[BEGIN Recorded data]
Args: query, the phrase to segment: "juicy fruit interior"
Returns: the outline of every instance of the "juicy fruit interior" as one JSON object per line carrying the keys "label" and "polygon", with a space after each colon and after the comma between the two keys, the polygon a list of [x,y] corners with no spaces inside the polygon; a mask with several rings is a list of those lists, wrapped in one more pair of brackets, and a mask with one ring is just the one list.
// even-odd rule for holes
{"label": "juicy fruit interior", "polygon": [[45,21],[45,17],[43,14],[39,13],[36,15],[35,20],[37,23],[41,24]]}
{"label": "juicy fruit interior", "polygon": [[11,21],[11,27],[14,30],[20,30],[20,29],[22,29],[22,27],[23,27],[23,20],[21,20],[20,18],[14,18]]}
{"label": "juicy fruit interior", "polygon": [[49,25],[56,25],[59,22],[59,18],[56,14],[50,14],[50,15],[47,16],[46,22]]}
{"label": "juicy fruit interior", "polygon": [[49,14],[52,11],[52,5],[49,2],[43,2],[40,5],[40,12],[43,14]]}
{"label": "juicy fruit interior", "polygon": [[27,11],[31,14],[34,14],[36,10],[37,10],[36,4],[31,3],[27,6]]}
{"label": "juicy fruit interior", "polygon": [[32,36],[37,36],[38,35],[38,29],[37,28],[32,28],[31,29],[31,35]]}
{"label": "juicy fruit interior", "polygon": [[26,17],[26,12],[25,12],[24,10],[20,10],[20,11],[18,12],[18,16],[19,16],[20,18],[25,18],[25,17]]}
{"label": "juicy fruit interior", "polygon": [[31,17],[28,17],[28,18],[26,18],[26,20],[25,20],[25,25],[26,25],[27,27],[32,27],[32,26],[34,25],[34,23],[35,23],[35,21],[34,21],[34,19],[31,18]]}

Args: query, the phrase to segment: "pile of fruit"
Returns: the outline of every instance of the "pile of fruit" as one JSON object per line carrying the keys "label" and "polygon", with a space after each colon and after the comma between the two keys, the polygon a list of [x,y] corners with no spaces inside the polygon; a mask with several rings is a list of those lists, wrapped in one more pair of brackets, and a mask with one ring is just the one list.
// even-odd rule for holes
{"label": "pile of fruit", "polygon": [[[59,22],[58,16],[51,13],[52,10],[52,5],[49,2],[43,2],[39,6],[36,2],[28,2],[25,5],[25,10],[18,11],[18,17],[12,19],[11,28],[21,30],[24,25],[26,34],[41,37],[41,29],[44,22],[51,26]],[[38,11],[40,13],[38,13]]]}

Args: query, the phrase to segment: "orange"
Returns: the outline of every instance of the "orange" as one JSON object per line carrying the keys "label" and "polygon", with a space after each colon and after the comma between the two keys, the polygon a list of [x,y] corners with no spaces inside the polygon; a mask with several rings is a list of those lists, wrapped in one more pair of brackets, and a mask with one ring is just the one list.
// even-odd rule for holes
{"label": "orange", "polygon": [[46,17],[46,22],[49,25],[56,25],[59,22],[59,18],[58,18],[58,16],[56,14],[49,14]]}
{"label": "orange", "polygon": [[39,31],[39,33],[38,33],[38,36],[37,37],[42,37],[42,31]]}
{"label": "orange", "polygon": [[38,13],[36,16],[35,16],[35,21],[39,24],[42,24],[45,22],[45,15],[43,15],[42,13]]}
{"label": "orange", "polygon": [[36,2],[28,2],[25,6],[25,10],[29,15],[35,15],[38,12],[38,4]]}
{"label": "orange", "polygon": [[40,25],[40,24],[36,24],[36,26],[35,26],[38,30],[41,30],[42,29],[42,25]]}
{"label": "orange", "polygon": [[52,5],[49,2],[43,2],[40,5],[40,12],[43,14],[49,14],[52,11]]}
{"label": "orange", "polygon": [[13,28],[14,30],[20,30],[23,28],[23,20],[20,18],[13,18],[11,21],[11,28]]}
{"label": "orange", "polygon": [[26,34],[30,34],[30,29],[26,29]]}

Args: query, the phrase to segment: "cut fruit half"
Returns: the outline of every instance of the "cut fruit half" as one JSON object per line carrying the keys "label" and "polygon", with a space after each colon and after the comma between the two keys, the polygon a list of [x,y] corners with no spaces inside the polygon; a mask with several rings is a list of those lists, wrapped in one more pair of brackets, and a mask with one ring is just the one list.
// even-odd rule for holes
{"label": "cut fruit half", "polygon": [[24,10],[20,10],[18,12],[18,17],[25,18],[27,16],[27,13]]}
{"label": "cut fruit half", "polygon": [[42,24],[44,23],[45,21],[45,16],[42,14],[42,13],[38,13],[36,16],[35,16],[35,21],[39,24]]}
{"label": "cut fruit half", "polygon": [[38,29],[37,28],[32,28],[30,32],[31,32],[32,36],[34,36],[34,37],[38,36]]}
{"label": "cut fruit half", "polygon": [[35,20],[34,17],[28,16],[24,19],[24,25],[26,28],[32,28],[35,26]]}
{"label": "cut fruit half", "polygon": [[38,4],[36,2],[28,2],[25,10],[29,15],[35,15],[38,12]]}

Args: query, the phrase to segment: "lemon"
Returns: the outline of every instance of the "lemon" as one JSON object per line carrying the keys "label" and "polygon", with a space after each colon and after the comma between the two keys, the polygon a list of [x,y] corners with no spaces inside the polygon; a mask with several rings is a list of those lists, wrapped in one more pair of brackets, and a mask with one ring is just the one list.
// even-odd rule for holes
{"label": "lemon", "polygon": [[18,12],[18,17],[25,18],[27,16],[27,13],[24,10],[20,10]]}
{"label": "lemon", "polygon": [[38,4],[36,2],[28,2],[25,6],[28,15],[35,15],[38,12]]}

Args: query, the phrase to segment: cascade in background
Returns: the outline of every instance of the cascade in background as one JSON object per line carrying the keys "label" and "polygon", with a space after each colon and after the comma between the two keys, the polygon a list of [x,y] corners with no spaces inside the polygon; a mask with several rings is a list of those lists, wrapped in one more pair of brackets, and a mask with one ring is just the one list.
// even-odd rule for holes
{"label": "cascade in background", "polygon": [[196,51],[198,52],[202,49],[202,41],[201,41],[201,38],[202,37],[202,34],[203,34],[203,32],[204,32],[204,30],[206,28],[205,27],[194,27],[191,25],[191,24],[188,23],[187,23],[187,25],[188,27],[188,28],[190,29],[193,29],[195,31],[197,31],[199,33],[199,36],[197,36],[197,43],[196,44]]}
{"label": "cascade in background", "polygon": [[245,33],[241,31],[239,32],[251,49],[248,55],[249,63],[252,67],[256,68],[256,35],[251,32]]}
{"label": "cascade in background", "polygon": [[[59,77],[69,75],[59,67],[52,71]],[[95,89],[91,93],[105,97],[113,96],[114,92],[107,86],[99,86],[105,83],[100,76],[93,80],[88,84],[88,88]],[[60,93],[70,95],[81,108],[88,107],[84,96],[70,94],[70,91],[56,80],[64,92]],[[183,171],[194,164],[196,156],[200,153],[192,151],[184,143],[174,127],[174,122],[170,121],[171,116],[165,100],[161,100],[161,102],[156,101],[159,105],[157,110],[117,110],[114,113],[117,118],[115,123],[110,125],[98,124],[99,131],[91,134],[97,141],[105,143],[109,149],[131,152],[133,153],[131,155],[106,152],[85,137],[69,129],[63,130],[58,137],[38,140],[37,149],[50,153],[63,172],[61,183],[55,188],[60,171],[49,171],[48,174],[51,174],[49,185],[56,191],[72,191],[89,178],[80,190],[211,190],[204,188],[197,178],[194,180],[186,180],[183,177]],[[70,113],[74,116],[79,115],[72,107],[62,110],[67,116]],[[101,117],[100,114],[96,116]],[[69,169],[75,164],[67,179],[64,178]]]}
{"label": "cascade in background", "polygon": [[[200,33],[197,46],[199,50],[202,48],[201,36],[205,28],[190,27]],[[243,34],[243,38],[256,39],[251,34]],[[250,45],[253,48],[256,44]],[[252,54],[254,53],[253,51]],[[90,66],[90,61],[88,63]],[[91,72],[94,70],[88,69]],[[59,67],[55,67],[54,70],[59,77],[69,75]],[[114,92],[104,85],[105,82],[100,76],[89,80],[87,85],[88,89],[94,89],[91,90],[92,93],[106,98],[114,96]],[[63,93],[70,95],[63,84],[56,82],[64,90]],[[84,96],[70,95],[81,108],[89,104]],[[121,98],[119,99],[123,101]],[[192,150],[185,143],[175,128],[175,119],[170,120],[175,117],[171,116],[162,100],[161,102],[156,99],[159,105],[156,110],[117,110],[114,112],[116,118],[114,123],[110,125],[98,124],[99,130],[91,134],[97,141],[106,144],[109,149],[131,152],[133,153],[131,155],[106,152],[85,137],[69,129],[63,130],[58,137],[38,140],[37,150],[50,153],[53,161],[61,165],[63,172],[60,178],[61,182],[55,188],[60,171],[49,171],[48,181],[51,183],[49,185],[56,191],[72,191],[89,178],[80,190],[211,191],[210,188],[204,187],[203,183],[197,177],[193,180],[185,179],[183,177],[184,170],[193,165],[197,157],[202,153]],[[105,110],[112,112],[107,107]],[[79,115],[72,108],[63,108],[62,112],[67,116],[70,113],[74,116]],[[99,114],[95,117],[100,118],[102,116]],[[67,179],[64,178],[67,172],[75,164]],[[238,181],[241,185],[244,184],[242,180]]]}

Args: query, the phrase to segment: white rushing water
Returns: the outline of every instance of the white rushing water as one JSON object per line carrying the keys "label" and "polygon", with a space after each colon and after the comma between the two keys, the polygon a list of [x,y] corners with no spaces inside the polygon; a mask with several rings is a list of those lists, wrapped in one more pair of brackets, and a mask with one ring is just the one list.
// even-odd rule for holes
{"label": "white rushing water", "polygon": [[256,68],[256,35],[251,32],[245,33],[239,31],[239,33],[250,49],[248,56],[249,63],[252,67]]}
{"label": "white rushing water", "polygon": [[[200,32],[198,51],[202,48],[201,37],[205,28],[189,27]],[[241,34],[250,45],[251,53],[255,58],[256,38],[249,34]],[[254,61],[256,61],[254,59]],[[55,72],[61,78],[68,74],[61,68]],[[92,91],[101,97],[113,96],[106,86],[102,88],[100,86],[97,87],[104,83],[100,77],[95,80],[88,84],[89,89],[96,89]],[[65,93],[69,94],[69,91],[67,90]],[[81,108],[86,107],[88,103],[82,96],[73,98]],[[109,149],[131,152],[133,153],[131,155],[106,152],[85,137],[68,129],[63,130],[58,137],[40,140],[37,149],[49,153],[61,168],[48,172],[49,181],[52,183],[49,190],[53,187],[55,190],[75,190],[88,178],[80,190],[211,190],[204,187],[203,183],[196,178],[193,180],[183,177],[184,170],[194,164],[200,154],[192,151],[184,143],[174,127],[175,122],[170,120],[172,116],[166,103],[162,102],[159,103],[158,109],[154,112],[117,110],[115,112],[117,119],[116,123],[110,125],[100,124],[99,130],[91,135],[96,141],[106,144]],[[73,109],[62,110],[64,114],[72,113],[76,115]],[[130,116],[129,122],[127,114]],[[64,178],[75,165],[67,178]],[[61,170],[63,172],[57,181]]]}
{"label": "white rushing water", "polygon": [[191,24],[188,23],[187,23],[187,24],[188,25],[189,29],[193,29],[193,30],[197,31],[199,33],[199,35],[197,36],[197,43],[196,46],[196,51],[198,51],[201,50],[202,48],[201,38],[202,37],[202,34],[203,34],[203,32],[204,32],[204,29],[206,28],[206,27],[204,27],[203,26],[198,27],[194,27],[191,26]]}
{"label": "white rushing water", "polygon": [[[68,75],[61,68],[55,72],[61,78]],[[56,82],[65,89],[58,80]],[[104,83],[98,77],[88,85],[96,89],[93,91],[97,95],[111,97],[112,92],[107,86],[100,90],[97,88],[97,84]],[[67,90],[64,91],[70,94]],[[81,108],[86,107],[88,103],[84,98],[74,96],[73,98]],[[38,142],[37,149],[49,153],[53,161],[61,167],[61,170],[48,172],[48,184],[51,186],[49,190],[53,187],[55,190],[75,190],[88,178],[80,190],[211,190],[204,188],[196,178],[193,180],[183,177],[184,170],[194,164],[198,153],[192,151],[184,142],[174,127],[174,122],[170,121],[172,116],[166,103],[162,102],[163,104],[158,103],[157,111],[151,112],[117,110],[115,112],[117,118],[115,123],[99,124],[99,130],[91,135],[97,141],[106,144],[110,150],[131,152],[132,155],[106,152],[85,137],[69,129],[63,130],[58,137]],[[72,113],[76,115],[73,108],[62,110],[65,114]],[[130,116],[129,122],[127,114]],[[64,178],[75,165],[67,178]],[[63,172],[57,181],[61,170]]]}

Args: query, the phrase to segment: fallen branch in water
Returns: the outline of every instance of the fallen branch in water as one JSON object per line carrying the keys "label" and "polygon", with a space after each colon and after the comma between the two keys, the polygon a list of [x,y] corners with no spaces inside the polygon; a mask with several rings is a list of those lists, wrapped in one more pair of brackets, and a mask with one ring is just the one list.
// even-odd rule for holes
[END Recorded data]
> _Work to do_
Rewrite the lines starting at the line that contains "Args: query, the phrase to segment: fallen" and ending at the end of the records, changing "branch" to "log" and leaving everything else the same.

> _Written solution_
Args: query, the phrase to segment: fallen log in water
Returns: the outline of every instance of the fallen log in water as one JSON object per line carrying the keys "label" and "polygon", with a space after each colon and after the comma between the two keys, the polygon a list of [x,y] corners with no spaces inside the polygon; a mask with several rings is a list of those lists, wrapped in one more pair of brackets, and a mask with one ring is just the one list.
// even-odd rule for holes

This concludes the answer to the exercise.